▶
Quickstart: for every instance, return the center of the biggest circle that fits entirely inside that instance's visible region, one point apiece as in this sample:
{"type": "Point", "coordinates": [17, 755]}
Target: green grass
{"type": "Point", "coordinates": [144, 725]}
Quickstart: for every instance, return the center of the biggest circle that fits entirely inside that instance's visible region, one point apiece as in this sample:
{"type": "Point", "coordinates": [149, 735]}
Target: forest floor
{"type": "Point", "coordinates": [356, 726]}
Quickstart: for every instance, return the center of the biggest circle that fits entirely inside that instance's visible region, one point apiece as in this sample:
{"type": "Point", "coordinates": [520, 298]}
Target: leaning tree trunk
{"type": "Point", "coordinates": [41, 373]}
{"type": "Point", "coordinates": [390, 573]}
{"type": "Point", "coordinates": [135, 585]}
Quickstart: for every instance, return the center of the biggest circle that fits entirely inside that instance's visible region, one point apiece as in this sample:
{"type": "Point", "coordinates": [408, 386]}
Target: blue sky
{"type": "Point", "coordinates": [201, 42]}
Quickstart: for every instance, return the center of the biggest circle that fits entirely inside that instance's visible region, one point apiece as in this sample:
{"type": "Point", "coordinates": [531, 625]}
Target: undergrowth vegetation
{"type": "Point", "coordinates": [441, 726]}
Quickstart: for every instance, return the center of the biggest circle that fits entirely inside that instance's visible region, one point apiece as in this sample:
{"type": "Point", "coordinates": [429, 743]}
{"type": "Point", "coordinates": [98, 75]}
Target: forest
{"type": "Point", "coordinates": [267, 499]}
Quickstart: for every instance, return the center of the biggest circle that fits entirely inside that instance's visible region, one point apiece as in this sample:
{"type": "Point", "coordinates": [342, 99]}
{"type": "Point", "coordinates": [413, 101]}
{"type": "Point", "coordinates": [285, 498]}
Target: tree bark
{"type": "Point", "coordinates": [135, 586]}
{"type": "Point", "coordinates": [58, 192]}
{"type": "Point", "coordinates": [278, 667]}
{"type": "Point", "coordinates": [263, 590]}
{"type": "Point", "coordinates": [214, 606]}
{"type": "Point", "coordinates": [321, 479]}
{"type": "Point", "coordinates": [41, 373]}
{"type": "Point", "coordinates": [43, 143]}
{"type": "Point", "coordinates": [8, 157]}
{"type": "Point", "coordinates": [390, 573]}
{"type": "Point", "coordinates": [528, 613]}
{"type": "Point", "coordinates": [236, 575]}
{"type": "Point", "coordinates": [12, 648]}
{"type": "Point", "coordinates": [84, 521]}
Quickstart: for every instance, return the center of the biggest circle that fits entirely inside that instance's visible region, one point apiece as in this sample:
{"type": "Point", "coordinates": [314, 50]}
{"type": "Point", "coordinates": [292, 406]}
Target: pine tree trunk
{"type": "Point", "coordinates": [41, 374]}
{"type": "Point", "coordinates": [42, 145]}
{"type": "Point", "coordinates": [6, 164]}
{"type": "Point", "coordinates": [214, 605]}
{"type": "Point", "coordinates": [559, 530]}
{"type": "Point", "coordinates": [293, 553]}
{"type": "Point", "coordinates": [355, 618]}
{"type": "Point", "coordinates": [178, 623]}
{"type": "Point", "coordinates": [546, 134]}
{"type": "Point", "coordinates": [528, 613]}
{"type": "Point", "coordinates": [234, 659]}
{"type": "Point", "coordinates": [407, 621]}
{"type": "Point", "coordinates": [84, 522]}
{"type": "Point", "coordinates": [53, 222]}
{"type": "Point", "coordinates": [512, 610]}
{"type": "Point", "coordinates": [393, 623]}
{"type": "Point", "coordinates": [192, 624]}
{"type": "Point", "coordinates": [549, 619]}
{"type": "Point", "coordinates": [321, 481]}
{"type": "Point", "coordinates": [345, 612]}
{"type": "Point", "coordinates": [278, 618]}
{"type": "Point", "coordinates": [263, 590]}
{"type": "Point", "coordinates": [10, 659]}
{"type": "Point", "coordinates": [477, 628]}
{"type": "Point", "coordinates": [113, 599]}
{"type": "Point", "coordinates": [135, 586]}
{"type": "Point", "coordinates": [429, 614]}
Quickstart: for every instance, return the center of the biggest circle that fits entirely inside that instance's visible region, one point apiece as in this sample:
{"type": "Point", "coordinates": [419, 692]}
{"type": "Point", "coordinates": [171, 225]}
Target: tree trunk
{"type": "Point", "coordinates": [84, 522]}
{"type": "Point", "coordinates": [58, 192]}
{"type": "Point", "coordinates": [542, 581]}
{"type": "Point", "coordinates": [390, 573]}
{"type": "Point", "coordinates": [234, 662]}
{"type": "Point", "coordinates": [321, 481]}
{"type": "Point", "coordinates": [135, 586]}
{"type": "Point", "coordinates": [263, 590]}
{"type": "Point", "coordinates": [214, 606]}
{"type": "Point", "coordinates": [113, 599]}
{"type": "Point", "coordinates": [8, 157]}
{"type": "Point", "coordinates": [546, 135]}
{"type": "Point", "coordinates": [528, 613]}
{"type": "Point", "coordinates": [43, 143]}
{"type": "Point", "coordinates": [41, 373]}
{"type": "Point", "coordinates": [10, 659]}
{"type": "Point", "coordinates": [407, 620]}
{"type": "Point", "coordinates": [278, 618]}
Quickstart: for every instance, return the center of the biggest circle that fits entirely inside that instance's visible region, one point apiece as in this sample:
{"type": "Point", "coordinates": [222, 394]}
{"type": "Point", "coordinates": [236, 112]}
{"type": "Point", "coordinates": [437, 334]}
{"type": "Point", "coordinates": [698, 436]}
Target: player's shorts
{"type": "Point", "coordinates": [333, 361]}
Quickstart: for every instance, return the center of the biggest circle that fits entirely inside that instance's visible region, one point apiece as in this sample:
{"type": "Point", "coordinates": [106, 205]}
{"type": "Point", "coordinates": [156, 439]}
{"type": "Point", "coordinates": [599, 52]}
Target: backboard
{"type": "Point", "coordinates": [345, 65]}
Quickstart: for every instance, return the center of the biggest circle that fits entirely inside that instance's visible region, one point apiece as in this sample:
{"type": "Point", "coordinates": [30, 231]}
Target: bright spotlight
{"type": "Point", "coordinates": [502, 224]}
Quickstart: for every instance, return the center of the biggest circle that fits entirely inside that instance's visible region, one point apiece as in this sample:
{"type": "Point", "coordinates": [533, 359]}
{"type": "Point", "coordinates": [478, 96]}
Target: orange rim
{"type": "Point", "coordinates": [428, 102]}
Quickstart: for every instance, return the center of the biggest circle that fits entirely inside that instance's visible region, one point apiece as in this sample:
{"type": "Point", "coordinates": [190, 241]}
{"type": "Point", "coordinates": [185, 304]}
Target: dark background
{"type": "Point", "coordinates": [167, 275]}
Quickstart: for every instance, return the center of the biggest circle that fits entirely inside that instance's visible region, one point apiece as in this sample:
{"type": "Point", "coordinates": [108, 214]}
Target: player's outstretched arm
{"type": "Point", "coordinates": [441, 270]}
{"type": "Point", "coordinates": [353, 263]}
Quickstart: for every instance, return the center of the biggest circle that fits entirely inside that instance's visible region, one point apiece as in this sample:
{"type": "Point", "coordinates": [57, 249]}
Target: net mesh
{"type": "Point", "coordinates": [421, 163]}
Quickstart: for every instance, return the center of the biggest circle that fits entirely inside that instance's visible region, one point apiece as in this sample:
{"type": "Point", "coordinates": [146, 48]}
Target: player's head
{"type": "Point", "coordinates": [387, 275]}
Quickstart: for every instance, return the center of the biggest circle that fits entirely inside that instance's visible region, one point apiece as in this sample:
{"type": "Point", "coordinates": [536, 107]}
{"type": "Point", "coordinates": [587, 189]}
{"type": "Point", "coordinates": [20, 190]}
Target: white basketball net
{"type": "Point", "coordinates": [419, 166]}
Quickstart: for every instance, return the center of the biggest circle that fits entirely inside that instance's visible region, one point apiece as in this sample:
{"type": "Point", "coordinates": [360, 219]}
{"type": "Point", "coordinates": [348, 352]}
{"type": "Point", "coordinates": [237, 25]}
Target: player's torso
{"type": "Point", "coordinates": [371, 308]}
◀
● Task requirements
Please return every line of the material above that contains the word "player".

● Answer below
Target: player's shorts
Target: player's outstretched arm
Target: player's head
Target: player's torso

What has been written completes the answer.